Tasks for this exercise »
• A. From the essay on marriage below, list every remark the writer, in their twenties, wanted to hear from their parents.
• B. According to the essay on marriage below, what question does the writer consider better than the one the young woman asked?
• C. Extend the essay on marriage below past its final line, in the same voice.

Extract provided »
◇ ◇ ◇ ◇ ◇

Oddly enough, almost nobody spends nearly that much time thinking about the marriage.

The wedding lasts about six hours. The marriage, if all goes according to plan, lasts sixty years.

As moms, we spend years trying to prepare our children for adulthood. We teach them to say "please" and "thank you." We remind them to wear sunscreen, save for retirement, and never text anything they wouldn't want read aloud in court. Relationship advice, however, is where our influence tends to end.

When I was in my twenties, I didn't want my parents' opinion unless it sounded something like this:

"We absolutely love him."

"He's wonderful."

"You've clearly inherited our excellent judgment."

Any sentence beginning with, "Have you considered . . ." immediately disappeared into the same part of my brain where I stored Algebra II.

Gif by thedungeonrun on Giphy

Recently, though, a young woman posed a question that stopped me in my tracks: "What do you wish you'd asked your husband before you married him?"

I've thought about it ever since.

I've asked friends. I've read what the experts have to say. And after giving it a lot of thought, I don't actually think that's the right question.

I think the better question is:  What do you wish you'd known?

Because the truth is, most of us asked plenty of questions while we were dating. We just had absolutely no idea which answers would matter twenty-five years later.

For example, I don't remember asking my husband whether he wanted children.

I knew that.

I don't remember asking about retirement goals.

I assumed we'd figure that out.

◇ ◇ ◇ ◇ ◇

Data section »

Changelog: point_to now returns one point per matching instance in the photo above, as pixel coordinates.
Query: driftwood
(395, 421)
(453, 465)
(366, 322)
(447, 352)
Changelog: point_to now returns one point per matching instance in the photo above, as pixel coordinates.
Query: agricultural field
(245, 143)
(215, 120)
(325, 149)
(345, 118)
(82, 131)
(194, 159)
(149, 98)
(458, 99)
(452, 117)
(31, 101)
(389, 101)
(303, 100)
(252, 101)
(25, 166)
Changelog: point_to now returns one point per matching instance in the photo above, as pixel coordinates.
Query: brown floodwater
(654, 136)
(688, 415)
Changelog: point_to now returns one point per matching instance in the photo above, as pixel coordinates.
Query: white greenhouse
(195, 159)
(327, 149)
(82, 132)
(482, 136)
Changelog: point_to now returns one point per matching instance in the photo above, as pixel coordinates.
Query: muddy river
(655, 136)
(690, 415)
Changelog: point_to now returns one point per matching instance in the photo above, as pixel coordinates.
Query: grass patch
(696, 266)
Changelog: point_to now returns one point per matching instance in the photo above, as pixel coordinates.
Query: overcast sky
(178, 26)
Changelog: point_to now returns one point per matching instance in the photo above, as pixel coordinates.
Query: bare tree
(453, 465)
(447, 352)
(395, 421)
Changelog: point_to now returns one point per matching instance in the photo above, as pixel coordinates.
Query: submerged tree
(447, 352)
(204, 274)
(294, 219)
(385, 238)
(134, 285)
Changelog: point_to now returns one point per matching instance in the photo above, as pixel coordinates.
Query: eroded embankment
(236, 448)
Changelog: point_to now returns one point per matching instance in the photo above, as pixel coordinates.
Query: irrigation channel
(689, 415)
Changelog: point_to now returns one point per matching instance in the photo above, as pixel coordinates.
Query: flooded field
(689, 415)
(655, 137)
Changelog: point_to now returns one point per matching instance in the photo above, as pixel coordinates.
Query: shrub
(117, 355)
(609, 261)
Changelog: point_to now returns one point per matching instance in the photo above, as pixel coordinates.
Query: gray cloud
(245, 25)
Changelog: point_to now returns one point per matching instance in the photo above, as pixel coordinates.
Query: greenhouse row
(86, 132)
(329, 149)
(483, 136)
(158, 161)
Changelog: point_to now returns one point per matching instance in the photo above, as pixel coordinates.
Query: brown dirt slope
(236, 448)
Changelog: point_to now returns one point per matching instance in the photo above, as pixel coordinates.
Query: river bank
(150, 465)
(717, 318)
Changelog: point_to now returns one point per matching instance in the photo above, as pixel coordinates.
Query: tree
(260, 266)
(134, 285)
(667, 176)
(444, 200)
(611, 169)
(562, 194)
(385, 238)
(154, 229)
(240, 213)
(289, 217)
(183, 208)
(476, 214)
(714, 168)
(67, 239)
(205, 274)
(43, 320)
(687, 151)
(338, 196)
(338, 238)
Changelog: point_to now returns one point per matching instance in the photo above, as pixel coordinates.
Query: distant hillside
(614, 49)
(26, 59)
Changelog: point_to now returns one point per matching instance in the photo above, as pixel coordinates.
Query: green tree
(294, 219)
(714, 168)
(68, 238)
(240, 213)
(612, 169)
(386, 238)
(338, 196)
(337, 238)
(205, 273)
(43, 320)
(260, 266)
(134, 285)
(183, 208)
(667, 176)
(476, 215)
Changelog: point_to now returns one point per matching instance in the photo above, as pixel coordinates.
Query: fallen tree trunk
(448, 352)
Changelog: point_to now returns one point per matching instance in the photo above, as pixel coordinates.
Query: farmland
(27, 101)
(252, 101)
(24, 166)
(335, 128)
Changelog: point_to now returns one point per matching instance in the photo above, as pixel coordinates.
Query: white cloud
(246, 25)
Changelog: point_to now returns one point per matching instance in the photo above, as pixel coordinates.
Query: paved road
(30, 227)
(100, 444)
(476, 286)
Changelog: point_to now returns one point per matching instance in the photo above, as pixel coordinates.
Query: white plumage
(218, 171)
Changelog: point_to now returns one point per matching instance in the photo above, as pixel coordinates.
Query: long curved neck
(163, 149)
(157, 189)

◇ ◇ ◇ ◇ ◇

Task-by-task results »
• A.
- "We absolutely love him."
- "He's wonderful."
- "You've clearly inherited our excellent judgment."

• B. "What do you wish you'd known?"

• C.
The things that really matter are often revealed long after the honeymoon—usually sometime between your first major disagreement, your first financial setback, your first sleepless night with a newborn, or the first time one of you attempts to assemble furniture from IKEA using confidence instead of instructions.

Gif by wnycstudios on Giphy

That's when you begin meeting the real person. Not because anyone intentionally deceived you while dating. It's just that everybody is their best self over candlelit dinners and weekend getaways. It's easy to be charming when someone else is bringing you warm bread before the entrée arrives.

Marriage isn't tested in Maui.

It's tested when your flight home is canceled, your toddler has thrown up in the rental car, your luggage is vacationing in Des Moines without you, and somebody calmly says, "Let's just make the best of it."

That's why, if I could offer one piece of advice to someone getting married, it wouldn't be to ask whether he likes dogs, wants children, or prefers mountains over the beach.

I'd pay close attention to something much bigger.

How Does He Handle Stress?

Everyone is kind when life is easy.

Marriage isn't tested during beach vacations and date nights. It's tested during job losses, sick children, financial pressure, aging parents, and unexpected crises.

Does he become angry? Does he blame others or withdraw completely?  Or is he a calm problem solver?  If he’s the latter, it’s a rare trait that is a huge plus in a relationship.

How your spouse responds in those tough moments tells you infinitely more than how he behaves over filet mignon and crème brûlée.

What Does “Enough” Look Like?

Here's something nobody tells you when you're twenty-three and picking out china patterns you'll eventually donate to Goodwill.

Love is important.

Shared values are also important.

Some people are fueled by ambition. They genuinely love working. Give them a challenge, a deadline, and three cups of coffee, and they're happier than a toddler with a cupcake. Other people dream about dinner around the table every night, family vacations, and a job that stays at the office when they come home.

Neither person is wrong.

But if one of you thinks working until 10:00 p.m. is perfectly normal and the other starts filing a Missing Persons report at 6:30, you're going to have problems.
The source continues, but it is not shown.